◆ **EXERCISE TEXT**:
-------
Under enormous international pressure and facing a reenergized domestic opposition, Mugabe agreed to a power sharing deal, allowing Tsvangirai to become prime minister in a new dual-executive arrangement—but true to form, he installed his cronies in every ministry. In 2013, the 90-year-old autocrat PARADE magazine once named the world’s worst living dictator was reelected to a seventh term. When outgoing Prime Minister Tsvangirai declined to attend the inaugural ceremonies in 2013, a spokesman was quoted as saying, “Expecting Tsvangirai to attend the inauguration is like expecting a victim of robbery to attend a party hosted by the robber.”
During his three decades in power, Mugabe has plunged Zimbabwe into utter ruin. When he finally goes, he will leave a bitter legacy of chronic unemployment, hyperinflation (the highest in the world), and an impoverished society where the oft-repeated promise of democracy was repeatedly broken.
Mugabe is an example of the kind of corrupt and incompetent leadership that has plagued sub-Saharan Africa since the end of the colonial era. Sadly, at the end of the first decade of the twenty-first century, what distinguishes Zimbabwe’s government from that of most other countries in the region is a difference in degree, not in kind.
-------
◆ **RECORDS SUPPLIED**:
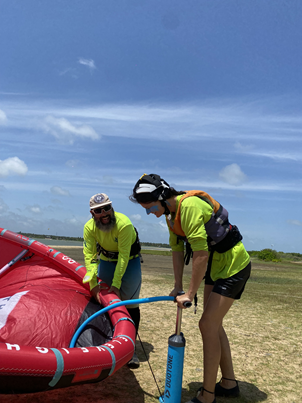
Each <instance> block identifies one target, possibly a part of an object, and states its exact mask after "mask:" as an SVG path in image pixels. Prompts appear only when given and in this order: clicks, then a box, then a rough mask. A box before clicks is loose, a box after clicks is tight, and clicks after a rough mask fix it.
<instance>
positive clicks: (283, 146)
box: [0, 0, 302, 253]
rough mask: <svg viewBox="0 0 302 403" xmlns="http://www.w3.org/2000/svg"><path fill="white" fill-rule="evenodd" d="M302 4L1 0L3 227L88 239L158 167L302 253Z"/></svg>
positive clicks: (177, 187)
mask: <svg viewBox="0 0 302 403" xmlns="http://www.w3.org/2000/svg"><path fill="white" fill-rule="evenodd" d="M301 43H302V3H301V1H300V0H289V1H287V0H267V1H263V0H246V1H242V0H236V1H235V0H228V1H225V0H217V1H216V0H215V1H212V0H186V1H184V0H182V1H180V0H165V1H158V0H148V1H142V0H114V1H111V0H110V1H109V0H106V1H105V0H85V1H84V0H64V1H61V0H52V1H51V2H50V1H49V2H46V1H38V0H27V1H20V0H0V52H1V56H2V57H1V64H0V227H3V228H7V229H9V230H12V231H22V232H30V233H40V234H48V235H51V234H57V235H65V236H82V231H83V226H84V223H85V222H86V221H87V220H88V219H89V218H90V214H89V199H90V197H91V196H92V195H93V194H95V193H98V192H104V193H107V194H108V195H109V197H110V198H111V199H112V201H113V204H114V207H115V209H116V210H117V211H119V212H122V213H124V214H126V215H128V216H129V217H130V218H131V220H132V222H133V224H134V225H135V226H136V227H137V229H138V231H139V234H140V238H141V240H142V241H150V242H164V243H167V242H168V231H167V228H166V225H165V222H164V218H162V219H156V217H154V216H147V215H146V213H145V211H144V210H143V209H142V208H141V207H140V206H139V205H135V204H133V203H131V202H130V201H129V200H128V196H129V195H130V194H131V190H132V188H133V186H134V184H135V182H136V181H137V180H138V179H139V177H140V176H141V175H142V174H143V173H157V174H159V175H161V176H162V177H163V178H164V179H165V180H166V181H167V182H168V183H170V184H171V185H173V186H174V187H175V188H176V189H178V190H187V189H202V190H205V191H207V192H208V193H210V194H211V196H212V197H214V198H215V199H217V200H218V201H219V202H220V203H221V204H223V205H224V207H226V208H227V210H228V211H229V216H230V221H231V223H233V224H236V225H237V226H238V227H239V228H240V230H241V232H242V234H243V236H244V244H245V245H246V248H247V249H248V250H261V249H264V248H273V249H276V250H278V251H284V252H299V253H302V218H301V214H299V212H300V210H301V207H302V203H301V200H302V197H301V196H302V179H301V166H302V111H301V105H302V96H301V90H302V69H301V66H302V48H301Z"/></svg>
-------
◆ **EXERCISE TASKS**:
1) According to the passage on Mugabe, what term was he reelected to in 2013?
2) Please reproduce word for word the section of the passage on Mugabe that opens with the words containing "During his three" and closes with "was repeatedly broken.".
3) Carry on writing the passage on Mugabe from the point where it stops.
The items are separate material, apart from the passage on Mugabe.

◆ **ACTIVITY ANSWERS**:
1) A seventh term.

2)
During his three decades in power, Mugabe has plunged Zimbabwe into utter ruin. When he finally goes, he will leave a bitter legacy of chronic unemployment, hyperinflation (the highest in the world), and an impoverished society where the oft-repeated promise of democracy was repeatedly broken.

3)
The United States invaded Afghanistan when it became known that the 9/11 attacks were carried out by a militant Islamic group called al Qaeda and that the Taliban, Afghanistan’s fundamentalist political regime, was allowing al Qaeda’s leader, Osama bin Laden, to use Afghanistan territory as a base of operations. What was less well known at the time (and what decision makers in Washington appear to have forgotten or overlooked) is the historical background. For nearly three decades prior to the landing of U.S. Special Forces on Afghan soil, Afghanistan had been one of the world’s most dysfunctional states. Even prior to the overthrow of the monarchy in the 1970s, the country was poor and backward, but thereafter it spiraled into two decades of bloody turmoil. By 2001, the entire country was in shambles and millions of people—especially women and children—were living on the very edge of a precipice.